Task requirements ::
Copy the material from the line containing "If you could tag the wire" through the line containing "<point>439,237</point>", both lines included. Keep the requests unchanged, and raise every coordinate in the answers by 74.

** BEGIN Supplied records **

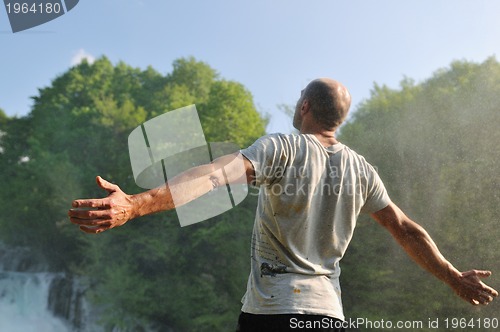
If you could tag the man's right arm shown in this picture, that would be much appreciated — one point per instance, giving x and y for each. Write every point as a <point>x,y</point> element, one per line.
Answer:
<point>419,245</point>
<point>99,214</point>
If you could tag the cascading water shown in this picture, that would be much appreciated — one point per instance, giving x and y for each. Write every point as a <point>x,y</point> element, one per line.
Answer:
<point>24,303</point>
<point>33,300</point>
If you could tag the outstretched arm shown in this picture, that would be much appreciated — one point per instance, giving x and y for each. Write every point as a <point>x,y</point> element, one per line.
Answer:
<point>419,245</point>
<point>98,215</point>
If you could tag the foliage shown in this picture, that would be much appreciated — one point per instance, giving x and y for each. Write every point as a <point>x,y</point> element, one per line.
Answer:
<point>435,146</point>
<point>150,272</point>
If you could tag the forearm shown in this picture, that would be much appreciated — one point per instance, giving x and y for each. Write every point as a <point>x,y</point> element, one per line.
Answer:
<point>180,190</point>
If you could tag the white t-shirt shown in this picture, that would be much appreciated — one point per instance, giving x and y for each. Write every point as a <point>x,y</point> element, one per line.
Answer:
<point>309,199</point>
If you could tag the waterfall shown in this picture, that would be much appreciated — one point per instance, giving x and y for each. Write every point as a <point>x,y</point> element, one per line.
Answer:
<point>32,299</point>
<point>24,303</point>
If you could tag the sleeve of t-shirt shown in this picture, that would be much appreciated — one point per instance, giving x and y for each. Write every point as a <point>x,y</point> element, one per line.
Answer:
<point>267,155</point>
<point>377,196</point>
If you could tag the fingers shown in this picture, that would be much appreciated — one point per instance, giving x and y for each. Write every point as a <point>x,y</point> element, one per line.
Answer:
<point>474,290</point>
<point>94,230</point>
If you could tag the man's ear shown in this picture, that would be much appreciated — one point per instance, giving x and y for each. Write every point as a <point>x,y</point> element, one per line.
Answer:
<point>304,109</point>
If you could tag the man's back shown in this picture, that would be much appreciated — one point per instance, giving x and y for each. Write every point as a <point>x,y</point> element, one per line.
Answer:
<point>310,197</point>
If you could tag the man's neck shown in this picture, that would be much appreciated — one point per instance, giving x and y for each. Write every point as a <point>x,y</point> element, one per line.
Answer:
<point>325,137</point>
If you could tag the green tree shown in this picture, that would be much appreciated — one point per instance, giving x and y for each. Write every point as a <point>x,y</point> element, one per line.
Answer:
<point>150,272</point>
<point>435,146</point>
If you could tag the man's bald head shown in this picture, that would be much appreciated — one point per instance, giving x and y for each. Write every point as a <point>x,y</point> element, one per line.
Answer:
<point>328,101</point>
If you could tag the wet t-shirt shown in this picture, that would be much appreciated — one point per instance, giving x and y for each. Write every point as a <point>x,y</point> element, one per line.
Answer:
<point>309,199</point>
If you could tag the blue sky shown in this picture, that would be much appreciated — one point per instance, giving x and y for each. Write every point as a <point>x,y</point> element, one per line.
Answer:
<point>273,47</point>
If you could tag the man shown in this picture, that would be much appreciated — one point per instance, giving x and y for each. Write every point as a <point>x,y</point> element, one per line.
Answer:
<point>312,189</point>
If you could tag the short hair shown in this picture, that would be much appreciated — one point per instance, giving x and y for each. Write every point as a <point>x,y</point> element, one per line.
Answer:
<point>328,104</point>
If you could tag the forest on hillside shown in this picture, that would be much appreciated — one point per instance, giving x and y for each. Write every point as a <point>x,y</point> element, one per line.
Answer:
<point>434,143</point>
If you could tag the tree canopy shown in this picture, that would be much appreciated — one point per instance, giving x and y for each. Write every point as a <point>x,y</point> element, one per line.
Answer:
<point>434,144</point>
<point>152,270</point>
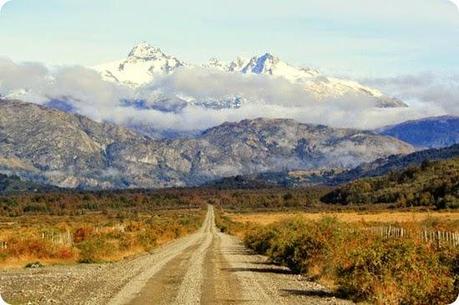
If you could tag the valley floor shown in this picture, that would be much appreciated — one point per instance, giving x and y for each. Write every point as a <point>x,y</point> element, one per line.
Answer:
<point>207,267</point>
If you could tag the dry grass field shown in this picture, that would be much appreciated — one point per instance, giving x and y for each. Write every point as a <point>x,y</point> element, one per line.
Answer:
<point>368,217</point>
<point>94,237</point>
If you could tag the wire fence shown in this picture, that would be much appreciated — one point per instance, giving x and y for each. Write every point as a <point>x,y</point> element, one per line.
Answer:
<point>439,237</point>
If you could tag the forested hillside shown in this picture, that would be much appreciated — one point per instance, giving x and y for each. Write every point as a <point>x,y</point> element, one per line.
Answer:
<point>433,183</point>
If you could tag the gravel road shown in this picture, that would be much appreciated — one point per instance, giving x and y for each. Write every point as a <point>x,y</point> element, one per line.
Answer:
<point>207,267</point>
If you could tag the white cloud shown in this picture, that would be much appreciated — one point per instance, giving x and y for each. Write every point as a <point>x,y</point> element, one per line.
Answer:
<point>427,94</point>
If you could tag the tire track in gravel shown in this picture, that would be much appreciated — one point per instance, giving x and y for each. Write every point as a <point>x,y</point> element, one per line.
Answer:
<point>144,282</point>
<point>207,267</point>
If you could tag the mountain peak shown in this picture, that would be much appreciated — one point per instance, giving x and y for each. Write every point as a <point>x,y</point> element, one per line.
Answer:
<point>145,50</point>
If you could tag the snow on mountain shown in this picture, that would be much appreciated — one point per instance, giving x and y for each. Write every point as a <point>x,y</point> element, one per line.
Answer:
<point>146,62</point>
<point>142,65</point>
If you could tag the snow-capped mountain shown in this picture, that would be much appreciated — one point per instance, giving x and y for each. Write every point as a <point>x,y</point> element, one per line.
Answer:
<point>142,65</point>
<point>145,63</point>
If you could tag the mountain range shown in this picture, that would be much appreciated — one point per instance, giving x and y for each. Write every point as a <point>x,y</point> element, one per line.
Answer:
<point>69,150</point>
<point>433,132</point>
<point>146,63</point>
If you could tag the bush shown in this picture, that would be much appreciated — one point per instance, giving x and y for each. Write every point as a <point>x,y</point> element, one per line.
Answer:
<point>364,266</point>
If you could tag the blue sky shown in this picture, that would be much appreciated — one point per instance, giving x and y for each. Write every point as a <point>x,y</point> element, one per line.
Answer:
<point>354,37</point>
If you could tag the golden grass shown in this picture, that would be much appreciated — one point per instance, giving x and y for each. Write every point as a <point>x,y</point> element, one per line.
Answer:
<point>379,217</point>
<point>95,237</point>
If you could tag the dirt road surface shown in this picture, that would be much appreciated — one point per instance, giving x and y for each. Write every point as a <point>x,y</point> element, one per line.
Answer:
<point>207,267</point>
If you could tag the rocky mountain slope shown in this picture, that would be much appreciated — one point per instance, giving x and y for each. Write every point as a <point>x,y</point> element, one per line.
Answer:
<point>145,63</point>
<point>434,132</point>
<point>69,150</point>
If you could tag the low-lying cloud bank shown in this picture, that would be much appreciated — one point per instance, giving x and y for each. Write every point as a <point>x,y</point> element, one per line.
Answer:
<point>85,92</point>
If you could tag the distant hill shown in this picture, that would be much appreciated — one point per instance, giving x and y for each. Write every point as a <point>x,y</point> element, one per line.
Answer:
<point>393,163</point>
<point>432,183</point>
<point>59,148</point>
<point>333,177</point>
<point>434,132</point>
<point>13,184</point>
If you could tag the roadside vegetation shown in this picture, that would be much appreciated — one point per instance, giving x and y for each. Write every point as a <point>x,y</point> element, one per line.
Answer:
<point>92,238</point>
<point>357,261</point>
<point>92,227</point>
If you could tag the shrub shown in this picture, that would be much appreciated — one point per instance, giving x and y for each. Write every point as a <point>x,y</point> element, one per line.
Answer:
<point>364,266</point>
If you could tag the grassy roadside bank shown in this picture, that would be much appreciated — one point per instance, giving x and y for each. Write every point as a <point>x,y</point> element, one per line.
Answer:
<point>91,238</point>
<point>355,261</point>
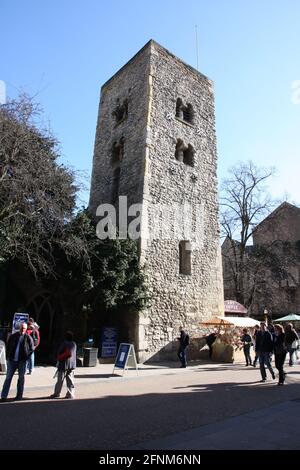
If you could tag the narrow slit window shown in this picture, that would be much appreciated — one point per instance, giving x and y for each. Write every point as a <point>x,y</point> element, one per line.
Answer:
<point>185,258</point>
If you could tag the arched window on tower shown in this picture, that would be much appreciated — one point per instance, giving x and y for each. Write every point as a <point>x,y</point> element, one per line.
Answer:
<point>185,113</point>
<point>117,152</point>
<point>121,111</point>
<point>184,154</point>
<point>179,108</point>
<point>185,257</point>
<point>116,159</point>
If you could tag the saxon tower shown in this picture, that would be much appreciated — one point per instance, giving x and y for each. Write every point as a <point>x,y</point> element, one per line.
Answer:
<point>156,144</point>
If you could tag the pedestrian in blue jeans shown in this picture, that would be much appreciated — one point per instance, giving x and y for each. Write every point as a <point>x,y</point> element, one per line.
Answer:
<point>19,348</point>
<point>291,342</point>
<point>184,340</point>
<point>264,346</point>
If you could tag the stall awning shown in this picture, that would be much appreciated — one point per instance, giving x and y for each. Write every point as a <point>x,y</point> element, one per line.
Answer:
<point>231,306</point>
<point>242,322</point>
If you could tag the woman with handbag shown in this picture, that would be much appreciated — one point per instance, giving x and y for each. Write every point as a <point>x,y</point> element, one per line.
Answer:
<point>279,351</point>
<point>66,364</point>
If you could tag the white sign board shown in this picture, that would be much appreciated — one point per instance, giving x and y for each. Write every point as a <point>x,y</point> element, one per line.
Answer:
<point>125,357</point>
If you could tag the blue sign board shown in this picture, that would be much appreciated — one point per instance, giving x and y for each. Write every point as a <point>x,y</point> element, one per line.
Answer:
<point>122,355</point>
<point>19,318</point>
<point>109,342</point>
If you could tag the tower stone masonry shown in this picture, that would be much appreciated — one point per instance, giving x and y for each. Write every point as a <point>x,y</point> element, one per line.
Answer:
<point>156,144</point>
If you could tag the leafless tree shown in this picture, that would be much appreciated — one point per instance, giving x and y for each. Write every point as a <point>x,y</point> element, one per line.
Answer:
<point>244,203</point>
<point>37,194</point>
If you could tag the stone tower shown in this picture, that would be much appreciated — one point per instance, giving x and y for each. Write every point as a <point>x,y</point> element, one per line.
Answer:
<point>156,144</point>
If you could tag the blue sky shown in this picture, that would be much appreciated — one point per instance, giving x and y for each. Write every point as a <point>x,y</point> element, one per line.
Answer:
<point>63,51</point>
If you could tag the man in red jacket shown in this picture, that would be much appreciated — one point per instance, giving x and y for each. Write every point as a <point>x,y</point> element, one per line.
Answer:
<point>65,366</point>
<point>33,331</point>
<point>19,348</point>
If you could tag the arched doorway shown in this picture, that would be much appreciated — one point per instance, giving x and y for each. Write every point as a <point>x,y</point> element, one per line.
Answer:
<point>47,314</point>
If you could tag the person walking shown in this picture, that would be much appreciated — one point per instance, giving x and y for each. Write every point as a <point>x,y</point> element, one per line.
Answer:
<point>210,339</point>
<point>247,342</point>
<point>184,340</point>
<point>19,348</point>
<point>256,329</point>
<point>291,342</point>
<point>264,347</point>
<point>33,331</point>
<point>280,351</point>
<point>65,367</point>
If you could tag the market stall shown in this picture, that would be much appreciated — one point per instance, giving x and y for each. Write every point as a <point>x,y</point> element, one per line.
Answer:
<point>227,346</point>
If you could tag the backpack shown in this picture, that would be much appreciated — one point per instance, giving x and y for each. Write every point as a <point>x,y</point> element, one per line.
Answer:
<point>34,337</point>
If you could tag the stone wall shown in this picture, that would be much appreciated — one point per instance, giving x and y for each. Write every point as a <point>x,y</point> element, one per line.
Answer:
<point>153,81</point>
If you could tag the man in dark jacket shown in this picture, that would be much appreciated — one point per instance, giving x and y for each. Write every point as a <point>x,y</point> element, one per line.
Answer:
<point>19,348</point>
<point>210,339</point>
<point>264,347</point>
<point>184,341</point>
<point>65,366</point>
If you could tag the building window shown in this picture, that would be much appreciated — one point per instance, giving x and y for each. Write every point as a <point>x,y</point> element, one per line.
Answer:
<point>121,111</point>
<point>115,184</point>
<point>117,155</point>
<point>184,154</point>
<point>185,257</point>
<point>117,152</point>
<point>186,113</point>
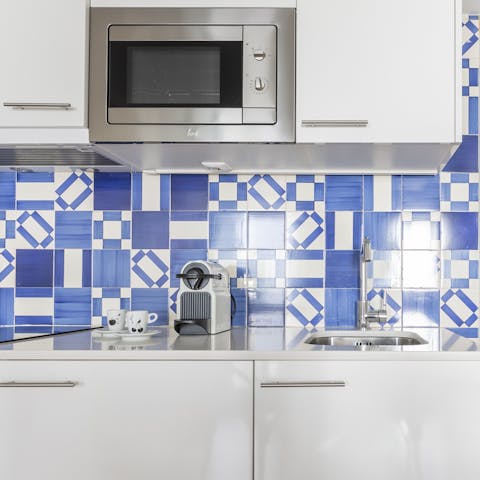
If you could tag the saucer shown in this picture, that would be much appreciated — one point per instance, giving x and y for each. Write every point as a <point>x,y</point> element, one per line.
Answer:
<point>125,335</point>
<point>109,333</point>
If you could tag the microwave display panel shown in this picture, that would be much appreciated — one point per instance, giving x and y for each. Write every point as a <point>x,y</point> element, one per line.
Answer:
<point>169,74</point>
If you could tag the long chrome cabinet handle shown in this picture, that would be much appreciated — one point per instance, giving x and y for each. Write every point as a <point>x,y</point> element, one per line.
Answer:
<point>37,384</point>
<point>325,384</point>
<point>334,123</point>
<point>37,105</point>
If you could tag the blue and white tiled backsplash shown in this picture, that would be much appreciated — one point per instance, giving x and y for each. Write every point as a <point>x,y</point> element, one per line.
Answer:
<point>73,245</point>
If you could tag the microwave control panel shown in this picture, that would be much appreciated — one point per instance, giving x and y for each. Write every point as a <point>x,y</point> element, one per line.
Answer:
<point>259,74</point>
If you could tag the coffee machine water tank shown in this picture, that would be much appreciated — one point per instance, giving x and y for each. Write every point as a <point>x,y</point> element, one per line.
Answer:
<point>204,300</point>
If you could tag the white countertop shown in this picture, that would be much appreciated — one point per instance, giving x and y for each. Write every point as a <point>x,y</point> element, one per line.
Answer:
<point>237,344</point>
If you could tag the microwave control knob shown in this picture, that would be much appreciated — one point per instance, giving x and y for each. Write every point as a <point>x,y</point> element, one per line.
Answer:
<point>259,84</point>
<point>259,55</point>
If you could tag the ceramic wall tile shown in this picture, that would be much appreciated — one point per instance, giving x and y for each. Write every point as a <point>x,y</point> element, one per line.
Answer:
<point>189,192</point>
<point>305,230</point>
<point>73,190</point>
<point>227,192</point>
<point>304,307</point>
<point>267,192</point>
<point>150,192</point>
<point>343,192</point>
<point>112,191</point>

** END Supplied records **

Exercise answer ::
If you could tag the wire fence shown in this picture, that would be much appreciated — one point per instance, giving x and y for each. Write every point as a <point>x,y</point> element, one per line.
Answer:
<point>513,311</point>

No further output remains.